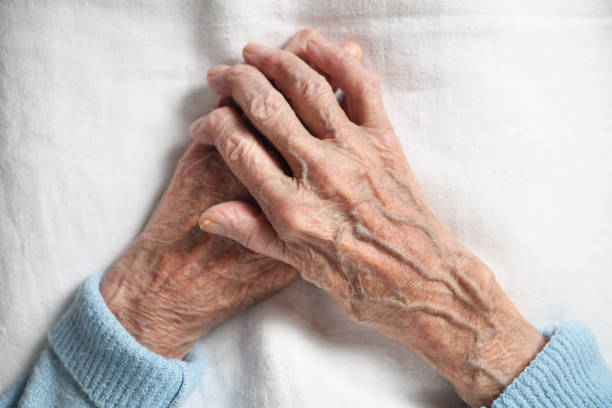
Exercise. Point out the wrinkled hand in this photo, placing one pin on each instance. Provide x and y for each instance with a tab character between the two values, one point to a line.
350	216
176	282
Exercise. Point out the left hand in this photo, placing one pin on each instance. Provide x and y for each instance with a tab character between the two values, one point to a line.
175	282
351	217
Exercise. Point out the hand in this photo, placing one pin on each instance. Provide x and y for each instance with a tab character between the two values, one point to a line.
175	282
350	216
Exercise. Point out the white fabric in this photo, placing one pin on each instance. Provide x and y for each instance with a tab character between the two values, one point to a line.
504	109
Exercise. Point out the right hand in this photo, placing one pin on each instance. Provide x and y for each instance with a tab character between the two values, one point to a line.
351	217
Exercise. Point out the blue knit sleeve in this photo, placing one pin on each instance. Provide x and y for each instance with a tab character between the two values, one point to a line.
91	360
569	372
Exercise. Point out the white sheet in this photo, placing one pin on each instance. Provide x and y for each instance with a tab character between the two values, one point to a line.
504	110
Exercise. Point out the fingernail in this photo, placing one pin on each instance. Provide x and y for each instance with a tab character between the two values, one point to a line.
252	49
196	127
216	70
211	227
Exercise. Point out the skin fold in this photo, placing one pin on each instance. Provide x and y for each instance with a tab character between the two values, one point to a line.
176	282
335	198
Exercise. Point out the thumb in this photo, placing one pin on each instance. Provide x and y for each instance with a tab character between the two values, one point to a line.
353	48
243	223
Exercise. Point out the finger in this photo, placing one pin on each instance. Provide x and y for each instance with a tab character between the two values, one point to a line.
244	153
361	87
353	48
350	46
244	224
266	108
309	93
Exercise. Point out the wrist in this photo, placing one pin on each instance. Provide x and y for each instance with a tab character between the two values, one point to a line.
138	291
482	342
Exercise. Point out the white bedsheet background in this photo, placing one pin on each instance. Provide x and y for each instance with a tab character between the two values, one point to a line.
504	110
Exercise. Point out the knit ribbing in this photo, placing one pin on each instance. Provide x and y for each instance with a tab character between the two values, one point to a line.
111	367
568	372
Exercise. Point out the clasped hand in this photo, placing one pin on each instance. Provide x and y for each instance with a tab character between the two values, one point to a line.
285	179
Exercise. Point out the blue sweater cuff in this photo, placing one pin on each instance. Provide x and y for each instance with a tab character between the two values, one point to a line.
111	367
569	372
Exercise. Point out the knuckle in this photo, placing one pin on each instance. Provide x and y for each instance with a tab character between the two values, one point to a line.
287	217
237	150
369	84
313	87
218	119
274	62
342	58
305	34
265	105
237	71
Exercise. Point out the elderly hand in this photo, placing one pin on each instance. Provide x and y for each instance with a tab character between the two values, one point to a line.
349	215
176	282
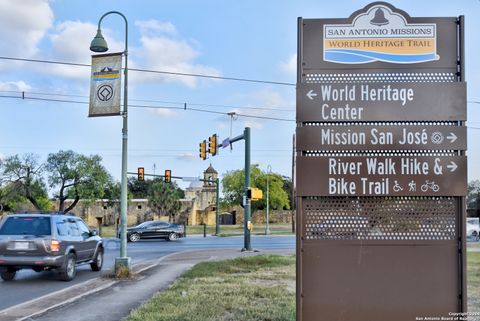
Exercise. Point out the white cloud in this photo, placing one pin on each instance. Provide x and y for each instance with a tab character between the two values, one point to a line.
71	43
265	99
23	24
290	66
187	157
162	49
153	26
15	86
163	112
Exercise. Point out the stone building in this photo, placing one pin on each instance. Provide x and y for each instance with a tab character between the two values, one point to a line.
199	204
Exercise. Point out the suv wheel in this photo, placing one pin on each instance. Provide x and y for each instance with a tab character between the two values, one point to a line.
8	275
68	270
134	237
97	263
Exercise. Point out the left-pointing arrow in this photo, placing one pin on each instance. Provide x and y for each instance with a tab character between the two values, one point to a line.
452	166
311	94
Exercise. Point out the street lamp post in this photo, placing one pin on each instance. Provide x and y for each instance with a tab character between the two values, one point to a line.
99	44
267	229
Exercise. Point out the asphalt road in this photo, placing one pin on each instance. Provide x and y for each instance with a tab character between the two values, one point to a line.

┄┄┄┄┄┄┄┄┄┄┄┄┄┄┄┄┄┄┄┄

Please retype the listing in full, exactly as given, and skip every image.

Exercise. Point out the wrinkled hand in this photo, placing one pin on each instance. Provide x and y for each instance with a tab character between the two values, one point to a line.
350	216
176	282
Exercise. Point out the left hand in this photo, placing one pin on each instance. Provide x and y for each instance with a tab character between the two values, one point to a line.
175	282
351	217
Exercise. Point out the hand in this photo, placing one pin on each instance. Provide x and y for each instance with a tab character between the two values, one point to a line.
175	282
350	216
Exercise. Point out the white fabric in this photo, placing one pin on each instance. Provide x and y for each instance with a tab character between the two values, one point to a line.
504	109
Exercise. Point out the right hand in this photo, placing one pin on each instance. Provide x and y for each instance with a tab character between the two values, one point to a line.
351	217
Exercise. Point out the blue knit sleeve in this photo, placing one pin on each instance. Provide x and y for each instance with a tab character between the two values, one point to a line.
91	360
569	372
Exercise. Point out the white sheet in this photo, placing one pin on each instance. Provide x and y for each instance with a tab character between the two values, one point to a line.
504	110
Exercise. Point out the fingernail in this photo, placing one pin on each instance. Provide x and y for each instance with a tab character between the two values, one point to a line.
252	49
196	127
216	70
211	227
Exercise. Point out the skin fold in this photo, placing one pin on each instance. Provide x and y for each instance with a tab character between the two values, one point to a line.
176	282
335	198
Exercise. Point out the thumb in this photo, placing one pin on each instance. Provide x and y for each instance with a tab character between the two values, one point to a line.
353	48
243	223
Exercise. Point out the finger in this photo, placing one pin on each instance. Provide x and y for each instance with a tab character between the two values, one point to a line.
244	153
361	87
353	48
350	46
244	224
266	108
309	93
Exercise. Point out the wrist in this photo, placing one pin on each instance. Provide x and y for each instance with a tab character between the two values, one point to a line.
138	291
482	342
Exercise. Point out the white bedsheet background in this photo, placing one pin on each instance. Provide x and y for each instance with a tab character between the two values, one point to a line.
504	110
Exercise. Point out the knit ribbing in this photo, placing one pin on each instance. Provide x and y for each instance with a tab character between the two values, one point to a line.
111	367
568	372
Exercise. Point out the clasped hand in this photo, placing one pin on each instance. Provide x and y for each instance with a tab character between the two values, one point to a line.
285	179
Exercise. Point out the blue sweater cuff in this photo, placing one pin on each instance. Provide x and y for each instance with a tab character between the two values, one point to a line.
111	367
569	372
Exercise. Point out the knuckle in this photo, placing one pin on each instance. Provide x and y for each instance with a tab character between the two values, one point to a line.
287	217
237	150
369	84
313	87
218	119
274	62
342	58
305	34
265	105
237	71
Exercise. Point out the elderly hand in this photo, placing one pin on each instance. Provide x and y for each instance with a tab character between the two values, one point to a line.
349	215
176	282
Exercise. Point out the white cloud in this photo, placing one pin on each instance. Provide x and y for each instance with a tab character between the two values, one point to a line.
71	43
265	99
23	24
290	66
187	157
162	49
153	26
15	86
163	112
Exercise. Point out the stone building in this photo, placing one pin on each instance. Provide x and y for each instance with a tab character between the two values, one point to a line.
199	204
Exercise. Point out the suv wheel in this photo, placing one pin on each instance. Provide x and y for each instance with a tab character between the two values, one point to a line.
8	275
68	270
134	237
97	263
Exercise. Point out the left-pointing arrow in this photo, placing one pin on each instance. Provide x and y for each instance with a tab character between the two values, one point to a line.
452	166
311	94
Exercise. Point out the street lamp post in this photo, placing one pin on each instance. Provide x and y for each instance with a tab character between the two values, one point to a line.
99	44
267	229
Exercise. Point out the asphalt road in this photo, placing one pin on each instance. Provide x and y for each instance with a tab character between the two values, one point to a line.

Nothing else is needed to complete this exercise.